Comparaison Russie – US : le rapport coût / efficacité dans l’armement est
ridicule
La science et l’ingénierie russes
obtiennent des résultats étonnants pour une fraction du coût des armes
américaines
F. William Engdahl – Le 31
octobre 2016 – Source Russia Insider,
via le
Saker francophone.
Article
original paru sur New Eastern Outlook
Plus de boum ! boum ! dans le
bastringue pour moins de thunes, voilà la description la plus appropriée
lorsque nous comparons les dépenses du gouvernement des États-Unis avec celles
du gouvernement de la Fédération de Russie, dans le secteur de la défense
et dans le développement de la technologie militaire. Un examen plus approfondi
des deux budgets révèle l’énorme faille qui touche aujourd’hui l’ensemble de
l’économie américaine. Elle reflète également l’effondrement réel de
l’hégémonie américaine en tant que puissance mondiale. Ce n’était pas inéluctable.
Le char russe T14-Armata
Au cours de l’exercice officiel
2017, le ministère de la Défense des États-Unis a officiellement demandé 523,9
milliards de dollars pour ce qu’il appelle le «financement
discrétionnaire», comme qui dirait «nous l’utilisons comme bon nous semble». Il
a obtenu $58.8 Mds de plus pour les Opérations contingentes
outre-mer ; en jargon typique du Pentagone, il s’agit de guerres partout
en Afghanistan, en Syrie, jusqu’aux opérations militaires autour de la mer de
Chine méridionale. Cela fait un total officiel de $583 Mds de dollars demandés
et accordés par un Congrès
docile.

VOTRE OBJECTIF: Pouvez-vous transcrire l'intégralité de l'article sur les dépenses militaires russes et américaines, sans rien y modifier ? Appuyez-vous uniquement sur l'article.

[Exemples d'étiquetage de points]
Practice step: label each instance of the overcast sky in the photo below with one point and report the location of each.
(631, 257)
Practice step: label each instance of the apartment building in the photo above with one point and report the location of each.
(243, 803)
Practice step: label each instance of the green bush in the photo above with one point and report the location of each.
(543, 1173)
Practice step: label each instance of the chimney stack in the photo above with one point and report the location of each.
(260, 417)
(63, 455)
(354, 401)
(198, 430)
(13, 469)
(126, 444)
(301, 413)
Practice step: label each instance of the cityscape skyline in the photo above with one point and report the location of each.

RÉSULTAT:
Comparaison Russie – US : le rapport coût / efficacité dans l’armement est
ridicule
La science et l’ingénierie russes
obtiennent des résultats étonnants pour une fraction du coût des armes
américaines
F. William Engdahl – Le 31
octobre 2016 – Source Russia Insider,
via le
Saker francophone.
Article
original paru sur New Eastern Outlook
Plus de boum ! boum ! dans le
bastringue pour moins de thunes, voilà la description la plus appropriée
lorsque nous comparons les dépenses du gouvernement des États-Unis avec celles
du gouvernement de la Fédération de Russie, dans le secteur de la défense
et dans le développement de la technologie militaire. Un examen plus approfondi
des deux budgets révèle l’énorme faille qui touche aujourd’hui l’ensemble de
l’économie américaine. Elle reflète également l’effondrement réel de
l’hégémonie américaine en tant que puissance mondiale. Ce n’était pas inéluctable.
Le char russe T14-Armata
Au cours de l’exercice officiel
2017, le ministère de la Défense des États-Unis a officiellement demandé 523,9
milliards de dollars pour ce qu’il appelle le «financement
discrétionnaire», comme qui dirait «nous l’utilisons comme bon nous semble». Il
a obtenu $58.8 Mds de plus pour les Opérations contingentes
outre-mer ; en jargon typique du Pentagone, il s’agit de guerres partout
en Afghanistan, en Syrie, jusqu’aux opérations militaires autour de la mer de
Chine méridionale. Cela fait un total officiel de $583 Mds de dollars demandés
et accordés par un Congrès
docile.